A large number of oral mucosal lesions result in severe post-affliction deficits. One such defect is neurological fall out. Herpes zoster is a condition that occasionally results in a dreadful post-infection neuralgic pain. Although shingles is generally regarded as a self-limited condition, it can take several weeks to resolve and has the potential for development of complications. To identify this as well as appropriate management is required. Patients affected are in such severe distress that alleviation of pain and successful treatment protocol should be the primary consideration. We report one such case, which was successfully treated, and also intend to highlight the current concepts in the management of such cases.

-=-=-=-=-

▶ _Set of tasks_
1. According to the herpes zoster passage, how long can shingles take to resolve?
2. Output the part of the herpes zoster passage starting at "A large number" and ending at "of such cases.".
The data after this passage isn't needed.

-=-=-=-=-

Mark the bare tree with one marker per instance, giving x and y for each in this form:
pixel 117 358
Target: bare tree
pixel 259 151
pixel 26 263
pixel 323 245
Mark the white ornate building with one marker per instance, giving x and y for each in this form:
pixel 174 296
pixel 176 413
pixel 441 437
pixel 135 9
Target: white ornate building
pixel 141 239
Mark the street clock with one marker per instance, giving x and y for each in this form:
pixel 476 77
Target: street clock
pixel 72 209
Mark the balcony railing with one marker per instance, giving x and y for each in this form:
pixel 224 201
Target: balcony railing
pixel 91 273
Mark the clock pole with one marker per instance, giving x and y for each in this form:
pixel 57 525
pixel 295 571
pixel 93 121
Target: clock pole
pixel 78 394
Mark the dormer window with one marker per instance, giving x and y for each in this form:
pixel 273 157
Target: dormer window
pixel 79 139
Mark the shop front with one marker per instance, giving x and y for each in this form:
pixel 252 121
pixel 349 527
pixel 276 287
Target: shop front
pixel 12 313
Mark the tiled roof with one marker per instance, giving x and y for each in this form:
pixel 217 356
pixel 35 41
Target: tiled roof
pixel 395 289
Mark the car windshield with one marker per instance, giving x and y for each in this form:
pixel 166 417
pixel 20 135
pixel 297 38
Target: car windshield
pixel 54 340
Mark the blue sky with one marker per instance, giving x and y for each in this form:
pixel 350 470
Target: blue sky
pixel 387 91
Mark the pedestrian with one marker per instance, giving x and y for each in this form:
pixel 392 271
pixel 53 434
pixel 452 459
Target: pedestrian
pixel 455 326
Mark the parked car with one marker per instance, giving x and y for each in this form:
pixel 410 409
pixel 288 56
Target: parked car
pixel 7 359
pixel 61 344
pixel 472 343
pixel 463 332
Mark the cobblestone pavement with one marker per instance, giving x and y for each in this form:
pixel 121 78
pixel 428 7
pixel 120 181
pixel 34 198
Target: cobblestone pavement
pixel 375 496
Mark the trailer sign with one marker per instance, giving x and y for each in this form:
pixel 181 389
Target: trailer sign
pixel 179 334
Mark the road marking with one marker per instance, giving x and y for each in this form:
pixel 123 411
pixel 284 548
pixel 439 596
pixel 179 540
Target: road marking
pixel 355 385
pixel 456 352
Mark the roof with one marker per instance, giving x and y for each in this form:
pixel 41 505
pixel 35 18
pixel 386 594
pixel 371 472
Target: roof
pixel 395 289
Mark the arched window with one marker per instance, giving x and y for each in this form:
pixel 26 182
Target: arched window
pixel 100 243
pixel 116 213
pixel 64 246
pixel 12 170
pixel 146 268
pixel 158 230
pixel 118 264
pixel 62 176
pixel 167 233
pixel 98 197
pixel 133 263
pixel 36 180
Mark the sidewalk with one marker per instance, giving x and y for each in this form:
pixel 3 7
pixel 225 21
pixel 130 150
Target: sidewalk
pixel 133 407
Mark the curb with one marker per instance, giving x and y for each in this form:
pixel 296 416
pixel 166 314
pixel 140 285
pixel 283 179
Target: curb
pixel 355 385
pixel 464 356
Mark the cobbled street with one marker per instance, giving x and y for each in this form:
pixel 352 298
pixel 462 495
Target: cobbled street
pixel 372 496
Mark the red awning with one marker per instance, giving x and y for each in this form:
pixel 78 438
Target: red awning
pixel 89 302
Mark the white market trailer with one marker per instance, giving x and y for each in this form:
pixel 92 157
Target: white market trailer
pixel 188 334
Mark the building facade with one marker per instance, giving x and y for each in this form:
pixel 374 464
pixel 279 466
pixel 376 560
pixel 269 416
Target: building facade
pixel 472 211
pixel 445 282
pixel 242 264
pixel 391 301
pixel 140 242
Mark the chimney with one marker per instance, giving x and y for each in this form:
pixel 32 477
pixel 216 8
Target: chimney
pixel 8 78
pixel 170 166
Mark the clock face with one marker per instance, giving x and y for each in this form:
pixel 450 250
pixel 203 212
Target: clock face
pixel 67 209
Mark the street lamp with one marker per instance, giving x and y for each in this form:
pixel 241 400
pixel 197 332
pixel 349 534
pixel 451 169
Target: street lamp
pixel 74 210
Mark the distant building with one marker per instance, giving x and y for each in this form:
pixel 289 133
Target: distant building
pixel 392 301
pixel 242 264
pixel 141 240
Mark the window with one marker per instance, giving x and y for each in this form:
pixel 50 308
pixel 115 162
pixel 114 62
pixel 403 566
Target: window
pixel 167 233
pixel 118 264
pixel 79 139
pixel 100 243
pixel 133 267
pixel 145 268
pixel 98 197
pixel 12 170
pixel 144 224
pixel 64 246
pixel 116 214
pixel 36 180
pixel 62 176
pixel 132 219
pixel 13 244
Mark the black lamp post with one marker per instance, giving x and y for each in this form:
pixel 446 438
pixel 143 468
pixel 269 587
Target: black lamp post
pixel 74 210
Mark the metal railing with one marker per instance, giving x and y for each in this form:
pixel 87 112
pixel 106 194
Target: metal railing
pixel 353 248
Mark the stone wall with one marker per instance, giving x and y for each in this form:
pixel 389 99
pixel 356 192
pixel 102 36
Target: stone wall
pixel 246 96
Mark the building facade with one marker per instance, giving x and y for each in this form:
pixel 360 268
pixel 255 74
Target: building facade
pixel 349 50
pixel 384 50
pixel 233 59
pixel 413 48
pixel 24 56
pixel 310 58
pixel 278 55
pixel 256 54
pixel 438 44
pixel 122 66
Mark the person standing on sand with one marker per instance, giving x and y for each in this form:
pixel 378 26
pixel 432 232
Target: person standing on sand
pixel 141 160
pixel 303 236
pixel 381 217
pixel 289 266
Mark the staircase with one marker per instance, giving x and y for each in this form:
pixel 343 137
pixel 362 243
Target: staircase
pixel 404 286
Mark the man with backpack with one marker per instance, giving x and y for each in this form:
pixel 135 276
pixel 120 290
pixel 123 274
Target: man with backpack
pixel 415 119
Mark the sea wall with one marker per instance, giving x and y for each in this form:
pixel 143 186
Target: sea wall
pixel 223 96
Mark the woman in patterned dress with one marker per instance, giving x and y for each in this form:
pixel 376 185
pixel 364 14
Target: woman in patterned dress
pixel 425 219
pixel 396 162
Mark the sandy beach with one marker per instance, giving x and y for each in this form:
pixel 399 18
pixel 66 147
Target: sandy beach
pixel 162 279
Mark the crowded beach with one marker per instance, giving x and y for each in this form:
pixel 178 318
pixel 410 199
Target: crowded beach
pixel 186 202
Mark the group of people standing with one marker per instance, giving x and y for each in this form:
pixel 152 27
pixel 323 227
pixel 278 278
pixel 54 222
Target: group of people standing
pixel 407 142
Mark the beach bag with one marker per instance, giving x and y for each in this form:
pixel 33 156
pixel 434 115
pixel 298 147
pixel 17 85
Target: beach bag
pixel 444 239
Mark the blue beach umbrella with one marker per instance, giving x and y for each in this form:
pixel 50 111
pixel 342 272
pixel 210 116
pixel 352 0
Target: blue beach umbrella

-=-=-=-=-

▶ _Answers per task_
1. Several weeks.

2.
A large number of oral mucosal lesions result in severe post-affliction deficits. One such defect is neurological fall out. Herpes zoster is a condition that occasionally results in a dreadful post-infection neuralgic pain. Although shingles is generally regarded as a self-limited condition, it can take several weeks to resolve and has the potential for development of complications. To identify this as well as appropriate management is required. Patients affected are in such severe distress that alleviation of pain and successful treatment protocol should be the primary consideration. We report one such case, which was successfully treated, and also intend to highlight the current concepts in the management of such cases.